Problem details
Below are records to transcribe in full and unchanged; omit every picture.

*** Block opens ***

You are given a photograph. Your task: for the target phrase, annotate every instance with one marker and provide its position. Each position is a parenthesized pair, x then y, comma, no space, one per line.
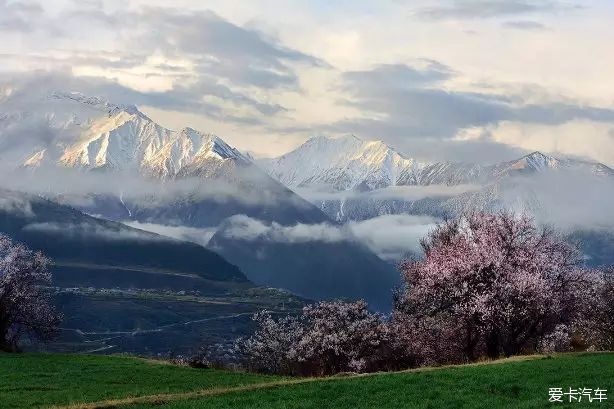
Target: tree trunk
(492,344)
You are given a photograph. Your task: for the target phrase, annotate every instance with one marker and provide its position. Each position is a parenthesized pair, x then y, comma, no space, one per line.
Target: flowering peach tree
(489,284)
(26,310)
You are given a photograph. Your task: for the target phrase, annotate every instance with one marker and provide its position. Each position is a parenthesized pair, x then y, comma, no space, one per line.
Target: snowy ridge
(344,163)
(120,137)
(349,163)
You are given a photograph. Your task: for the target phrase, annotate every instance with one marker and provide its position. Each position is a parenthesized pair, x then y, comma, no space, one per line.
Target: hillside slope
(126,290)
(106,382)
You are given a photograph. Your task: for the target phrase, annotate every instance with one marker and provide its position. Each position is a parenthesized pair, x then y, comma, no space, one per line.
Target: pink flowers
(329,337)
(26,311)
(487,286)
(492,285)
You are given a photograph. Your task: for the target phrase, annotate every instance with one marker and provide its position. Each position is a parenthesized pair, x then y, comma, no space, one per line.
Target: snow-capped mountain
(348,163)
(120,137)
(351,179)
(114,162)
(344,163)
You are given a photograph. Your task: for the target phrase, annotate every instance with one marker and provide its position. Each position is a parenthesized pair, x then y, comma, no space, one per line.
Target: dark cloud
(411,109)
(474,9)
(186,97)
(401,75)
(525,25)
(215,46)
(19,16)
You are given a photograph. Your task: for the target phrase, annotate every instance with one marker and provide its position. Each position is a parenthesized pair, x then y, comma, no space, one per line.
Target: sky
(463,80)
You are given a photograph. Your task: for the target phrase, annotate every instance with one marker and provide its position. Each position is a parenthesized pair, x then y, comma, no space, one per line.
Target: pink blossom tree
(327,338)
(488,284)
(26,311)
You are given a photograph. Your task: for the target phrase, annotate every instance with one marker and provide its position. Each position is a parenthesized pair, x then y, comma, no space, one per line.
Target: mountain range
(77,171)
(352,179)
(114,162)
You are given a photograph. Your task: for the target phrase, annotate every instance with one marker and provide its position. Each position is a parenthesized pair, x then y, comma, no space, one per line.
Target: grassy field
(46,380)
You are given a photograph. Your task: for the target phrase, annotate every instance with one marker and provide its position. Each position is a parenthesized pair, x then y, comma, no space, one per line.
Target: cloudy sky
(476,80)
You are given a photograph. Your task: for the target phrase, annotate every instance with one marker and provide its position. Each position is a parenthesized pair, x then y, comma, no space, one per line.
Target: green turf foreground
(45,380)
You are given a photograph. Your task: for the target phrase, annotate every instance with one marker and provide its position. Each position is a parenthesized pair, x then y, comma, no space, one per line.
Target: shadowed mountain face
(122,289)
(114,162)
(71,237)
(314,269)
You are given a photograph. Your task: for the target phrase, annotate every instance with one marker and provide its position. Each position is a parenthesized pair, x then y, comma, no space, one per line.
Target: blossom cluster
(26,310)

*** Block closes ***

Response
You are given a photograph. Your task: for the target phrase, annotate every instance with one marker and provide its position. Each position is a parenthesized pair, x then y, comma, no space, one per line.
Target: tree trunk
(492,344)
You are given a photograph. Your task: for the target phrase, annotate every instance with one marker and provide its position. Each position is a parenthesized pair, x then y, comma, no space, one per line.
Target: flowering peach tree
(489,284)
(26,310)
You are given a photograph. Your task: for the target phrase, annotate every instance with one marker and provide its position. Each position is a parenthesized pair, x then y, comma, no space, one per line.
Target: snowy ridge
(344,163)
(120,137)
(349,163)
You are given a photograph. Your task: for the target phrase, annotate every instance with one marker and provide its position. Each position is a parenthesized pair, x then y, comma, no space, one per line.
Target: hillside slope
(126,290)
(106,382)
You are given a photograph. Your task: for the target phrase, annotate every instance with one marker and provide its position. Each position is a parenthesized pair, x then y, comma, no space, one per line.
Target: pink flowers
(329,337)
(26,311)
(487,286)
(492,285)
You are given a photograph. Your task: for the target phrase, annotate every instance with one marker and provide its position. Each position is a parenthesized pair, x then y, comma, no space, one per line.
Target: snow-capped mountain
(348,163)
(120,137)
(351,179)
(114,162)
(344,163)
You are given a photograph. Your task: for the target phrase, annotate every instance with one marker and provide its position. Each position is a parenthesized pair, x then y, comma, no space, one per line.
Target: dark cloud
(411,109)
(474,9)
(186,97)
(401,75)
(525,25)
(215,46)
(19,16)
You are given a photograph. Your task: for the target phrase, annotate every instance with one marker and provide its position. Each position is a parenthesized pair, x then y, comma, no space, one per line.
Target: sky
(463,80)
You are given a photograph. Your task: for the target phrase, annotate every instance with one marker and provide its position. Each position is a parenthesized pair, x then y, comma, no space, one per line.
Target: pink blossom tree
(327,338)
(488,284)
(26,311)
You are given a photograph. Your task: for the target phrase, annotate every instance with one marker and provide its position. Each position is a parenthesized pair, x then y, comma, no space, one per line.
Target: mountain range
(77,171)
(352,179)
(114,162)
You are given a photograph. Your task: for the target phrase, annotate every instance with one marker and provide its position. Each position is a parenthesized pair, x then y, comma, no space, one per line.
Target: grassy field
(46,380)
You are given a photograph. Your task: for the target phrase, annotate every instance with one marker and provide its position. Each position is a parenthesized pair, x then y, comma, no space, one per line.
Target: cloudy sky
(476,80)
You are given a photograph. Your task: for the target phrase, annotate every instance with one marker and provide its position. Each position is a parenthesized pair, x then y, comma, no space, one per line.
Target: green turf foreground
(45,380)
You are given a photograph. Your task: for the target phrase, annotate every instance with one marker and provide its position. Each position is a parenthesized pair, x then y, comma, no space, one per line.
Target: shadowed mountain face
(122,289)
(114,162)
(71,237)
(314,269)
You are given a photograph. Your task: for the target phrase, annotate every instance with one marker and provide its position. Each position is a parenthesized pair, x then y, comma, no space, one per line.
Target: blossom cluster
(26,310)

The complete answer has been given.